Turn every line of the listing below into a numbered list, dropping any blank lines.

-- start Stored records --

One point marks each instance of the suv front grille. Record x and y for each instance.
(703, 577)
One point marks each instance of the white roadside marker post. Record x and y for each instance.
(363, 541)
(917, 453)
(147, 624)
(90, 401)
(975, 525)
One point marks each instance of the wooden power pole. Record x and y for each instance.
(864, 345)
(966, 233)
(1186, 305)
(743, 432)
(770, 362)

-- end Stored records --

#### [Output of the exercise]
1. One point marks each instance of the suv front grille. Record x and y for each instance.
2. (703, 577)
3. One point marks each instance of the white roadside marker post. Record x and y for each instance.
4. (363, 541)
5. (917, 453)
6. (147, 624)
7. (90, 401)
8. (975, 525)
9. One point marks each instance of the wooden power pole. Record x and y for each instance.
10. (864, 345)
11. (966, 233)
12. (1186, 305)
13. (743, 432)
14. (770, 362)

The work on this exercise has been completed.